St. Simon's Island,--where Mr. Pierce Butler once cultivated sea-island
cotton, and to which he took his English bride, Miss Kemble,--with its
almost abandoned plantation, was reached before ten o'clock. Frederica
River carried me along the whole length of the island to St. Simon's
Sound. When midway the island, I paused to survey what remains of the
old town of Frederica, of which but few vestiges can be discovered.
History informs us that Frederica was the first town built by the
English in Georgia, and was founded by General Oglethorpe, who began
and established the colony.
The fortress was regular and beautiful, and was the largest, most
regular, and perhaps most costly of any in North America of British
construction. Pursuing my journey southward, the canoe entered the
exposed area of St. Simon's Sound, which, with its ocean inlet, was
easily crossed to the wild and picturesque Jekyl Island, upon which the
two bachelor brothers Dubignon live and hunt the deer, enjoying the free
life of lords of the forest. Their old family mansion, once a haven of
hospitality, where the northern tourist and shipwrecked sailor shared
alike the good things of this life with the kind host, was used for a
target by a gunboat during the late war, and is now in ruins.
Here, twenty years ago, at midnight, the slave-yacht "Wanderer" landed
her cargo of African negroes, the capital for the enterprise being
supplied by three southern gentlemen, and the execution of the work
being intrusted, under carefully drawn contracts, to Boston parties.
The calm weather greatly facilitated my progress, and had I not missed
Jekyl Creek, which is the steamboat thoroughfare through the marshes to
Jekyl and St. Andrew's Sound, that whole day's experience would have
been a most happy one. The mouth of Jekyl Creek was a narrow entrance,
and being off in the sound, I passed it as I approached the lowlands,
which were skirted until a passage at Cedar Hammock through the marsh
was found, some distance from the one I was seeking. Into this I
entered, and winding about for some time over its tortuous course, at a
late hour in the afternoon the canoe emerged into a broad watercourse,
down which I could look across Jekyl Sound to the sea.

Given entries:
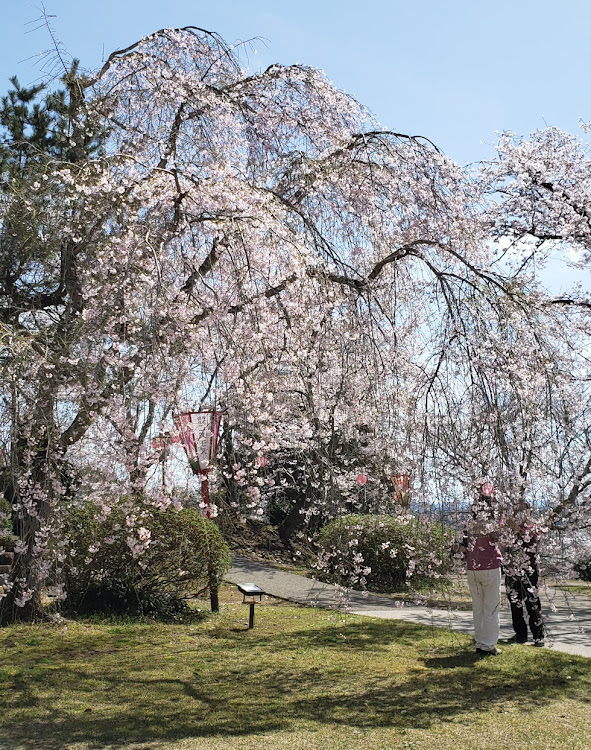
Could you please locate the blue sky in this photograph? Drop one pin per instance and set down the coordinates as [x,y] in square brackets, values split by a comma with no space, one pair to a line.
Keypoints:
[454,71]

---

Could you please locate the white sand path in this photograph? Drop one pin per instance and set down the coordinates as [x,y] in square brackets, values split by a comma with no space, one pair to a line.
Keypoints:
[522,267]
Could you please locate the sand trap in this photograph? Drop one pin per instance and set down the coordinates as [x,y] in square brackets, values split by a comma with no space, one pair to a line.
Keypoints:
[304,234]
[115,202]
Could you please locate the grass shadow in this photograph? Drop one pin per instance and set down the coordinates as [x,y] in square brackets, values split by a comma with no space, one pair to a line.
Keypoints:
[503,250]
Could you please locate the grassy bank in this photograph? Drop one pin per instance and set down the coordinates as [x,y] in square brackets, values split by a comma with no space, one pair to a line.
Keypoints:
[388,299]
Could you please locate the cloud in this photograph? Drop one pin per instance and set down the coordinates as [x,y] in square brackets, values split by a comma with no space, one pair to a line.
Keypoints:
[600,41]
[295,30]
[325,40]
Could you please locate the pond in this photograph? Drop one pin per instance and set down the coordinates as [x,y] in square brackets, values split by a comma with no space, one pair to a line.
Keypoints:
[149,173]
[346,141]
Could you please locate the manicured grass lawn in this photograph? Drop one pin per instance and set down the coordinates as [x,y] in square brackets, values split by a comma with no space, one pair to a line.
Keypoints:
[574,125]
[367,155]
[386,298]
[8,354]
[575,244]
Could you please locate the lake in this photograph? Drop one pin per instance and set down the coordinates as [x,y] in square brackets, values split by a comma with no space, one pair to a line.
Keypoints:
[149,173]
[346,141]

Problem to work on:
Answer these from the travel account:
(a) Who founded the town of Frederica?
(b) What happened to the Dubignon family mansion during the late war?
(c) Which creek, the steamboat thoroughfare through the marshes, did the canoe miss?
Nothing in the records is needed for the work here.

Exercise answer:
(a) General Oglethorpe.
(b) A gunboat used it as a target, and it is now in ruins.
(c) Jekyl Creek.